(What to do)
a – In the passage on oxygen sensors, what covers the Stevens reference sensor?
b – Write the next part of the passage on oxygen sensors, picking up after its final sentence.

** Opening Passage shown block **

U.S. Pat. No. 3,612,866 to Stevens describes another method of calibrating an oxygen-quenchable luminescent sensor. The Stevens device, designed for use outside the body, includes an oxygen-sensitive luminescent sensor made of pyrene and, disposed adjacent thereto, an oxygen-insensitive reference sensor also made of pyrene but which is covered with an oxygen-impermeable layer. The oxygen concentration is evaluated by comparing the outputs of the measuring and reference sensors.
A principal disadvantage of the prior art sensors is their large size which prohibits their use in the narrow blood vessels, such as the narrow vessels of the heart or those of neonates.
Another disadvantage with the prior art oxygen sensors is that the detected luminescence signal includes a great deal of background noise in addition to the oxygen-quenched luminescence. The noise consists of reflections of the incident signal and broadband luminescence generated by other components in the system, such as the optical fiber. It would be desirable to eliminate the background noise in order to obtain a more precise measurement of oxygen concentration.
An optical system for excitation of a temperature dependent phosphor with radiation and for detecting independent emissions therefrom in first and second wavelength ranges that give an indication of the temperature of the phosphor is disclosed in U.S. Pat. No. 4,459,044 to Alves. The disclosed system includes a light source which transmits light along an optical fiber and a pair of detectors for detecting the emission from the phosphor. However, the system operates in a continuous mode. As a result, the detectors receive the excitation signal as well as the emission from the phosphor and low noise operation is not achieved.

** Closing Passage shown block **
** Opening Data supplied block **

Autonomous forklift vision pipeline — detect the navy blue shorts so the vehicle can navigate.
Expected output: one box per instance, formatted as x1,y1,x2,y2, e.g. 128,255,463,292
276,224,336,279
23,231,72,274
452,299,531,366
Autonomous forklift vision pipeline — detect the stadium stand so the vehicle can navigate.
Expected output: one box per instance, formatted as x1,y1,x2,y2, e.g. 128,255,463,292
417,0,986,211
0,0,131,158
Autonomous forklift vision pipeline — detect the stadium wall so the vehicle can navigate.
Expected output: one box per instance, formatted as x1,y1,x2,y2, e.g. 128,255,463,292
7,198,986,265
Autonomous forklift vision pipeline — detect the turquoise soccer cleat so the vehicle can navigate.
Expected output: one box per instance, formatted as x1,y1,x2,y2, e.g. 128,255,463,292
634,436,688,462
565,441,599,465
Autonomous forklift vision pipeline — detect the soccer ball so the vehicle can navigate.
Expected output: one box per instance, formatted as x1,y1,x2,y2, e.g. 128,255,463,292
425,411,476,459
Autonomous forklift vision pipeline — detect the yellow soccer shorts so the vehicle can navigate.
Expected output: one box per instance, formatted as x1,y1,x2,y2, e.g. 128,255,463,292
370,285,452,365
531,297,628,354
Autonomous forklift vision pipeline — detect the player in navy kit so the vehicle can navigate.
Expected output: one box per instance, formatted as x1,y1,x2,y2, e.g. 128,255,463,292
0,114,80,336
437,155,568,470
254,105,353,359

** Closing Data supplied block **

(Task results)
a – An oxygen-impermeable layer covers it.

b –
U.S. Pat. No. 3,971,941, issued July 27, 1976 to Sewell et al discloses a radiation detecting system for viewing and imaging wherein infrared radiation is converted to shorter wavelength radiation while preserving the spatial information of the target input. The disclosed system utilizes a gateable detector for temporal discrimination to eliminate the influence of short-term emissions from the quantum mechanical substance.
It is a general object of the present invention to provide an excitation and detection apparatus for use with a sensor comprising a phosphorescent material.
It is a further object of the present invention to provide excitation and detection apparatus for coupling signals to and from a sensor through an optical fiber.
It is yet another object of the present invention to provide excitation and detection apparatus for use with a sensor which emits long-lived luminescence including a measuring wavelength and a reference wavelength.
It is yet another object of the present invention to provide excitation and detection apparatus for use with an oxygen sensor comprising an oxygen-quenchable lanthanide complex.
It is still another object of the present invention to provide excitation and detection apparatus for use with a remotely located phosphorescent material wherein the detector is inhibited during a pulsed excitation signal to achieve low noise operation.